> [Passage for review]
Newsweek editor Tina Brown, who last week smeared the Republican Party as "suicide bombers," was featured as a guest on Tuesday's Good Morning America to slam the "amorality" of Rupert Murdoch. Brown appeared to discuss the News of the World scandal and the ethics of the media mogul.
Talking to host Robin Roberts, the editor attacked, "But at the same [Murdoch] has no, you know, ethics in the company." Brown, who in addition to running Newsweek, also oversees the Daily Beast, showed up on MSNBC's Morning Joe last week to trash Republicans who oppose raising the debt limit: "I think they’re the suicide bombers in all of this."
Roberts never asked Brown about the remark or whether she is in a position to make ethical judgments. Instead, she quoted the journalist insisting that Murdoch's "brilliance" is equal only to his "amorality."
Regarding the issue of morality, Newsweek is the same magazine that on July 04 concocted a fake cover of Princess Diana, imagining what the deceased Briton would have been like at age 50. The publication featured a photoshopped image of Diana and Kate Middleton together.
On Tuesday, Roberts asked Brown about a comparison by Newsweek's Carl Bernstein linking the phone hacking of the Murdoch scandal to Watergate: "And this comparison in Newsweek with Carl Bernstein's article saying that Murdoch is, in essence, Nixon as he was to Watergate. What are the similarities here that you are trying to make?"
Brown seemed to undermine the ex-Washington Post reporter's argument: "Well, we don't really know. The truth of the matter is, at the moment, that it is not said that Rupert Murdoch knew anything going on inside his newspapers."
(She then claimed that Bernstein's point spoke to the broader culture of Murdoch's paper.)
A transcript of the July 12 segment, which aired at 7:14am EDT, follows:
ROBERTS: Because joining us now is Tina Brown, editor in chief of the Daily Beast and Newsweek which has a story this week comparing the scandal to Watergate, which I want to ask you about in just a moment, Tina. But, couldn't help but notice your article yesterday in the Daily Beast yesterday. I mean, we're talking about politicians, the Royal Family. How far could this go? How big could this get?
TINA BROWN: Well, it's a contagion that has spread throughout, not just the News of the World, but clearly now the other newspapers too. And in the end, I think that when you loosen all kind of moral controls, the place just ran amok with ths criminal behavior and it's a terrifying thing, because people have been afraid. They've been very afraid of speaking up.

> [Data for review]

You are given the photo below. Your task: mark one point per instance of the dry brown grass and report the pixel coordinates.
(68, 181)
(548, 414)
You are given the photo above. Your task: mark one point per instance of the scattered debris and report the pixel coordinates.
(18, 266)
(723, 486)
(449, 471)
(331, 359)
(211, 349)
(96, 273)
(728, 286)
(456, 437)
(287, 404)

> [Action item]
Answer these questions from the article about Tina Brown above.
1. On which program did Brown call Republicans "the suicide bombers in all of this"?
2. On what date did Newsweek run the fake cover of Princess Diana?
3. At what time did the July 12 segment air?

> [Exercise answer]
1. MSNBC's Morning Joe
2. July 04
3. 7:14am EDT